# [Goal]
Give back every line of the entries below, character for character and unchanged.

● ● ● ●

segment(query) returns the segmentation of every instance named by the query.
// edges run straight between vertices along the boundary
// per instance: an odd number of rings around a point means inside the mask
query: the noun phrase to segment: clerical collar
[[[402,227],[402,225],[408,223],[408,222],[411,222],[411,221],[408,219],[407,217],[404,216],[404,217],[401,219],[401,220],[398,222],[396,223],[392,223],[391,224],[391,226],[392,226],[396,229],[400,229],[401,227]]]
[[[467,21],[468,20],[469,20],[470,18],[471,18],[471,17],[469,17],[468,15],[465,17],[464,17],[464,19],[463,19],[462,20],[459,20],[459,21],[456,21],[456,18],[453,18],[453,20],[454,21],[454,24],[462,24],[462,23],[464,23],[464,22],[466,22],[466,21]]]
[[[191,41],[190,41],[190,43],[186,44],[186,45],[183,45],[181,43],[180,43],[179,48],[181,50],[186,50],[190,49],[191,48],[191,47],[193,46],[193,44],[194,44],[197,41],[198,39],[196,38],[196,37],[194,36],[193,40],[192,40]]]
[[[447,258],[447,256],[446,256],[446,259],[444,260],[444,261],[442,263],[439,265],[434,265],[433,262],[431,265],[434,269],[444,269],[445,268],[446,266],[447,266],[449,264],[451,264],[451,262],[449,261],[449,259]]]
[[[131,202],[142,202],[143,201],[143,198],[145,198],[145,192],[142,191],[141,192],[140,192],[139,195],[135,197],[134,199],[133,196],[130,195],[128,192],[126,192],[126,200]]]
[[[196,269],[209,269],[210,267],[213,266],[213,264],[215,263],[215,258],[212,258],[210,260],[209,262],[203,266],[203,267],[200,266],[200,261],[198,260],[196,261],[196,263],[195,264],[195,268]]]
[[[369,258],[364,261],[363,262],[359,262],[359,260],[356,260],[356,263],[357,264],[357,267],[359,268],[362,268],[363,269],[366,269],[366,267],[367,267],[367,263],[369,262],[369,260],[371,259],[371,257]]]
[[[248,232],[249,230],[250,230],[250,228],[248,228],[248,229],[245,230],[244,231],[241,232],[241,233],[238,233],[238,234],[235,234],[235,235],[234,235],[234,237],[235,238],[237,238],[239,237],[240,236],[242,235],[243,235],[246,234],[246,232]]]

● ● ● ●

# [Exercise result]
segment(query) returns the segmentation of every instance named by the query.
// edges run straight between vertices along the boundary
// per instance: an odd number of rings around a point means inside the mask
query: the noun phrase to segment: clerical collar
[[[402,227],[402,225],[408,223],[408,222],[411,222],[411,221],[408,219],[407,217],[404,216],[404,217],[401,219],[401,220],[398,222],[396,223],[392,223],[391,224],[391,226],[392,226],[396,229],[400,229],[401,227]]]
[[[467,21],[468,20],[469,20],[470,18],[471,18],[471,17],[469,17],[468,15],[465,17],[464,17],[464,19],[463,19],[462,20],[459,20],[459,21],[456,21],[456,18],[453,18],[453,20],[454,21],[454,24],[462,24],[462,23],[464,23],[464,22],[466,22],[466,21]]]
[[[191,41],[190,41],[190,43],[186,44],[186,45],[183,45],[181,43],[180,43],[179,48],[181,50],[186,50],[190,49],[191,48],[191,47],[193,46],[193,44],[194,44],[197,41],[198,39],[196,38],[196,37],[194,36],[193,40],[192,40]]]
[[[447,258],[447,256],[446,256],[446,259],[444,260],[444,261],[442,263],[439,265],[434,265],[433,262],[431,265],[434,269],[444,269],[445,268],[446,266],[447,266],[449,264],[451,264],[451,262],[449,261],[449,259]]]
[[[131,202],[142,202],[143,201],[143,198],[145,198],[145,192],[142,191],[141,192],[140,192],[139,195],[135,197],[134,199],[133,196],[130,195],[128,192],[126,192],[126,200]]]
[[[196,269],[209,269],[210,267],[213,266],[213,264],[215,263],[215,258],[212,258],[210,260],[209,262],[203,266],[203,267],[200,266],[200,261],[198,260],[196,261],[196,263],[195,264],[195,268]]]
[[[369,258],[364,261],[363,262],[359,262],[359,260],[356,260],[356,263],[357,264],[357,267],[359,268],[362,268],[363,269],[366,269],[366,267],[367,267],[367,263],[369,262],[369,260],[371,259],[371,257]]]
[[[248,232],[249,230],[250,230],[250,228],[248,228],[248,229],[245,230],[244,231],[241,232],[241,233],[238,233],[238,234],[235,234],[235,235],[234,235],[234,237],[235,238],[237,238],[239,237],[240,236],[242,235],[243,235],[246,234],[246,232]]]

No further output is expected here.